====== Supplied records ======
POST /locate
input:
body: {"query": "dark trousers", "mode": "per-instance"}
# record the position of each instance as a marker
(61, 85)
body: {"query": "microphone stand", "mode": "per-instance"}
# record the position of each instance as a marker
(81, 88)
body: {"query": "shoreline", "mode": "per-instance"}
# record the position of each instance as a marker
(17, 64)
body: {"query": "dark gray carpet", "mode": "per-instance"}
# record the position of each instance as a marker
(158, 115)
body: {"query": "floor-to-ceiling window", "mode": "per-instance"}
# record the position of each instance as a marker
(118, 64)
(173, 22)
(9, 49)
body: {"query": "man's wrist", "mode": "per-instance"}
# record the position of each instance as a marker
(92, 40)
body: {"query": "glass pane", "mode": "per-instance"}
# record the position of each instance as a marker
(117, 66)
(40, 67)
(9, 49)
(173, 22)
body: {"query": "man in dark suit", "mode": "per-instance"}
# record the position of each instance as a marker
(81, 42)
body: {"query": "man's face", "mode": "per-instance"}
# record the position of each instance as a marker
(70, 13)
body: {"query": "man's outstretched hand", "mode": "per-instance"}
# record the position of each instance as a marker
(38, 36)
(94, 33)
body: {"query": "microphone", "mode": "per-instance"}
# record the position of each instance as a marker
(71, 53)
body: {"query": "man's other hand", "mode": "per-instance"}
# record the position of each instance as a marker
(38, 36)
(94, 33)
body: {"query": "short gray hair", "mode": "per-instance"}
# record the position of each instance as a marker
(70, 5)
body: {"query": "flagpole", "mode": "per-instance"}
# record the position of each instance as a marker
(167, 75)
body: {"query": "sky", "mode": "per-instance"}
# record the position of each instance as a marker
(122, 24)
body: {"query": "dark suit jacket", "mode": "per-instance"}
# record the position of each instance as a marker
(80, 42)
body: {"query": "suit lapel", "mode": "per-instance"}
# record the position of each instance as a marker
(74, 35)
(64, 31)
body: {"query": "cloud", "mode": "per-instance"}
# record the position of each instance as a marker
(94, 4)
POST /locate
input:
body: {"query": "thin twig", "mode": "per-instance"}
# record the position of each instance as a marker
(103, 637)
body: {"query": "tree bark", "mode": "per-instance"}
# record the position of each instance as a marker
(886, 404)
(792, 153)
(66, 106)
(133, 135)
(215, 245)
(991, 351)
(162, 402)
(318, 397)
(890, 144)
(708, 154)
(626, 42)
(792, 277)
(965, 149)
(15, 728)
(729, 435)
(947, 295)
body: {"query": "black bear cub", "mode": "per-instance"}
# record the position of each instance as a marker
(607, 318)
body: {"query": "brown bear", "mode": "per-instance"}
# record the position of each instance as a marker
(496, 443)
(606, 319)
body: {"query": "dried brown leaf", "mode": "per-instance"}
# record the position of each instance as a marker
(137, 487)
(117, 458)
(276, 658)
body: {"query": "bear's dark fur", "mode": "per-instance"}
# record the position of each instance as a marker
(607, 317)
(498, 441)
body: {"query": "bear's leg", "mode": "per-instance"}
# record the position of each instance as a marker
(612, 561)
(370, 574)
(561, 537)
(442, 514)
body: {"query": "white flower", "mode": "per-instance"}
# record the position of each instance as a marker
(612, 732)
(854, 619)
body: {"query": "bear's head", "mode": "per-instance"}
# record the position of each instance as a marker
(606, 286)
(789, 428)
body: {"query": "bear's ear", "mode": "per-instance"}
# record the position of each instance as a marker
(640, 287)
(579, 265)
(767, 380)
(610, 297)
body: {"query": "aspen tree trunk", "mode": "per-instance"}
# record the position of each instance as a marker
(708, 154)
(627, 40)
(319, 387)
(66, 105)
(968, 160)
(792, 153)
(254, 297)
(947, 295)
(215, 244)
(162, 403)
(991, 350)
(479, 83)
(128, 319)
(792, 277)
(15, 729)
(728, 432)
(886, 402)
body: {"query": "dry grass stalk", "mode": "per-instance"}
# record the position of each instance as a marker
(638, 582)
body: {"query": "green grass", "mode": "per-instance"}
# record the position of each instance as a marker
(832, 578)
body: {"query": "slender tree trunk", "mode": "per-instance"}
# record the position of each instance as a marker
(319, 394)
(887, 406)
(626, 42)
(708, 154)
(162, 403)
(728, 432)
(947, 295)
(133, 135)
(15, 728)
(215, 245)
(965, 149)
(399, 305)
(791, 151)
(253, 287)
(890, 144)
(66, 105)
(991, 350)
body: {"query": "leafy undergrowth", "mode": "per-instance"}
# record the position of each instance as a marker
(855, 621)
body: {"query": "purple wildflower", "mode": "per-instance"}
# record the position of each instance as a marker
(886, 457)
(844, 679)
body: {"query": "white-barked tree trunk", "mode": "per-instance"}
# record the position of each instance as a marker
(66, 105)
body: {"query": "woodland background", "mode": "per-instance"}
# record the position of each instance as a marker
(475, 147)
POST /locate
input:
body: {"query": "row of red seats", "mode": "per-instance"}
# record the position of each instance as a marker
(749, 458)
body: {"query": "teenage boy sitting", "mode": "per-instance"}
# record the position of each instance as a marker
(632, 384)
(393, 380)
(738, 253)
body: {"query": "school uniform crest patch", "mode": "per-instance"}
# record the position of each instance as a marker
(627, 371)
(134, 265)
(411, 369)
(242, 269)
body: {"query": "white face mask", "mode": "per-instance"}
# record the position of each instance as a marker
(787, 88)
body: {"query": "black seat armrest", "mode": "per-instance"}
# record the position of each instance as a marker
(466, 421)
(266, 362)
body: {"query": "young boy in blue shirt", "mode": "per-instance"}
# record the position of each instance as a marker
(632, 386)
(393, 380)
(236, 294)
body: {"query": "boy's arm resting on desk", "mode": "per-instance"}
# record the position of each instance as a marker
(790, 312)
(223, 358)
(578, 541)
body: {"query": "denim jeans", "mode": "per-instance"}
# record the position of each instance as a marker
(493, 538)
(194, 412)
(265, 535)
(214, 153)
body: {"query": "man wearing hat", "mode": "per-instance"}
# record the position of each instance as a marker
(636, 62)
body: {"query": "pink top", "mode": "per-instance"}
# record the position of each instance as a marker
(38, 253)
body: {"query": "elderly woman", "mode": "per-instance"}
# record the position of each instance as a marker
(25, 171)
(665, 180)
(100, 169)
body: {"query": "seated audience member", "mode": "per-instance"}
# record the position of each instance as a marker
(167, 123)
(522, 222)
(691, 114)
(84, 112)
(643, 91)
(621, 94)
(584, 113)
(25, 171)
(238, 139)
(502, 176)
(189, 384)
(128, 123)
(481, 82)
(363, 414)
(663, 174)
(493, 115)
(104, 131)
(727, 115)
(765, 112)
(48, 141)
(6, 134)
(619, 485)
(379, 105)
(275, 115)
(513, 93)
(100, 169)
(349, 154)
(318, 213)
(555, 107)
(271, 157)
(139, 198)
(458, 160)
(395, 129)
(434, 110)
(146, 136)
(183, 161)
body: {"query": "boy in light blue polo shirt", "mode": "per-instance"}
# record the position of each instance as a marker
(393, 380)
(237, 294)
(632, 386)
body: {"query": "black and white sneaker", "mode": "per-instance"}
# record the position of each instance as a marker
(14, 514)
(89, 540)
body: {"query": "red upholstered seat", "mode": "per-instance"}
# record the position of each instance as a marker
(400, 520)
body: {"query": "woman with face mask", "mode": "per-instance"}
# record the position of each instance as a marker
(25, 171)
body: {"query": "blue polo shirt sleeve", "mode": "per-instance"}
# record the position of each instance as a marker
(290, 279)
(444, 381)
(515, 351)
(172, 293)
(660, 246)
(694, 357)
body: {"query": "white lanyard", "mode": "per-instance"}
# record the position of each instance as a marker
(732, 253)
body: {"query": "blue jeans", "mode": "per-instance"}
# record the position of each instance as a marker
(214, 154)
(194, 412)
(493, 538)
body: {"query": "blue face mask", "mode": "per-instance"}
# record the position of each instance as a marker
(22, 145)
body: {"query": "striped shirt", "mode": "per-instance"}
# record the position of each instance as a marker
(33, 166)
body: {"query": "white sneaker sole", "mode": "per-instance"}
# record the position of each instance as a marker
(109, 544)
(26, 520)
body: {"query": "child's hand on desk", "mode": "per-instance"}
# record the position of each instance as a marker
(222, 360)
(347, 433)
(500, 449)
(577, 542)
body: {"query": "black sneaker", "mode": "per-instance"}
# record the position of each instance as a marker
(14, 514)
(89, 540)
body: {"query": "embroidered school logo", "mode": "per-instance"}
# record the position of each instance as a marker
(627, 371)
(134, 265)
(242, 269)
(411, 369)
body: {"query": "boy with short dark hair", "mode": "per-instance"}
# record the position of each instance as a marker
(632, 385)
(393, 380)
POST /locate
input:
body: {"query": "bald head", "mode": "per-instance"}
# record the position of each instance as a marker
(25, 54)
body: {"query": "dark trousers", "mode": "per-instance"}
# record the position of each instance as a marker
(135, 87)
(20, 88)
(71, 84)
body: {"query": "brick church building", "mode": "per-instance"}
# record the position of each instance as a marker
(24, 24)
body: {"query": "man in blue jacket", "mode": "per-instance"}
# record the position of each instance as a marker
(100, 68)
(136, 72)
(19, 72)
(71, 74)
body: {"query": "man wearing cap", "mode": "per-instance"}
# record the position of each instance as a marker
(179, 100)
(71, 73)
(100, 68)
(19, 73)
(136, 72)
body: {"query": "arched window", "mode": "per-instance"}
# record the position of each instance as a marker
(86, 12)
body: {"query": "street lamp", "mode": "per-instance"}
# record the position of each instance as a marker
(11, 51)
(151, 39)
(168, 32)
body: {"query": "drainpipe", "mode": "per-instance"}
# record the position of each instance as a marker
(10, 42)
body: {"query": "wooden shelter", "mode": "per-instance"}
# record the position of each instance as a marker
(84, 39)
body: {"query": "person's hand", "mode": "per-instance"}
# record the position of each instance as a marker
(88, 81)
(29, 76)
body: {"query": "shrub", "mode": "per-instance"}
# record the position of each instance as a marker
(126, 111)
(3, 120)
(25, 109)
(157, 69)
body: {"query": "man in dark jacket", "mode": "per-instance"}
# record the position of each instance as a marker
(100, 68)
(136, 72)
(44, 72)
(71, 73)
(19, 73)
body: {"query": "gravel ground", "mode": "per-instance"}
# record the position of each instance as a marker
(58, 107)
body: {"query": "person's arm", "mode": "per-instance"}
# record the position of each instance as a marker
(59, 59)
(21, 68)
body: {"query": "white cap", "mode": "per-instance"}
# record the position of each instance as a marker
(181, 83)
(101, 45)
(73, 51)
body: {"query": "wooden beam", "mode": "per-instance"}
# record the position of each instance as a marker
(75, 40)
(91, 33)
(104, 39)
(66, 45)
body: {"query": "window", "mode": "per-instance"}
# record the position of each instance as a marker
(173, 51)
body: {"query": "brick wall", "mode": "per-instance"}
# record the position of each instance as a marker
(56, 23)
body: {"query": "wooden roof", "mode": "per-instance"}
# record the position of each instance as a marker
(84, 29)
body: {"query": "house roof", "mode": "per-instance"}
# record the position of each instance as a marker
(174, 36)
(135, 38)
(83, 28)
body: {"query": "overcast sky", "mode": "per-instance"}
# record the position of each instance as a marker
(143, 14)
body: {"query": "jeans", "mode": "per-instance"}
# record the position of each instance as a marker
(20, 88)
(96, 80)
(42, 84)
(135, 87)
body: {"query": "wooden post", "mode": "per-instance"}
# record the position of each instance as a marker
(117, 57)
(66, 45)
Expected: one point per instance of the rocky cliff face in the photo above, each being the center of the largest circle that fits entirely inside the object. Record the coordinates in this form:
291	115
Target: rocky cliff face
======
▶ Work item:
Will you return exactly the lines above from the one with "boy in blue" down to the one with "in light blue", counting both as part of the range?

▶ Solution for this task:
body: {"query": "young boy in blue shirt", "mode": "per-instance"}
# record the position of each instance as a marker
(632, 386)
(393, 380)
(236, 294)
body: {"query": "boy's arm resting on desk", "mode": "per-instance"}
# record the position of each instance as a marker
(790, 312)
(223, 358)
(578, 541)
body: {"query": "denim jeans", "mode": "per-instance"}
# record the position of each instance as a marker
(493, 538)
(194, 412)
(265, 535)
(214, 153)
body: {"query": "man wearing hat", "mode": "per-instance"}
# record the position of each instance as a marker
(636, 62)
body: {"query": "pink top", "mode": "per-instance"}
# record the position of each instance as a marker
(38, 253)
body: {"query": "elderly woman", "mode": "per-instance"}
# record the position of each instance as a marker
(25, 171)
(665, 180)
(100, 169)
body: {"query": "seated audience member", "mode": "per-instance"}
# record the position of each instance as a marker
(167, 123)
(522, 222)
(691, 114)
(84, 112)
(643, 91)
(621, 94)
(584, 113)
(25, 171)
(238, 139)
(502, 176)
(189, 384)
(128, 123)
(481, 82)
(363, 414)
(663, 174)
(493, 115)
(104, 131)
(727, 115)
(765, 112)
(48, 141)
(6, 134)
(619, 485)
(379, 105)
(275, 115)
(513, 93)
(100, 169)
(349, 154)
(318, 213)
(555, 107)
(271, 157)
(139, 198)
(458, 160)
(395, 129)
(434, 110)
(146, 136)
(183, 161)
body: {"query": "boy in light blue polo shirt", "mode": "per-instance"}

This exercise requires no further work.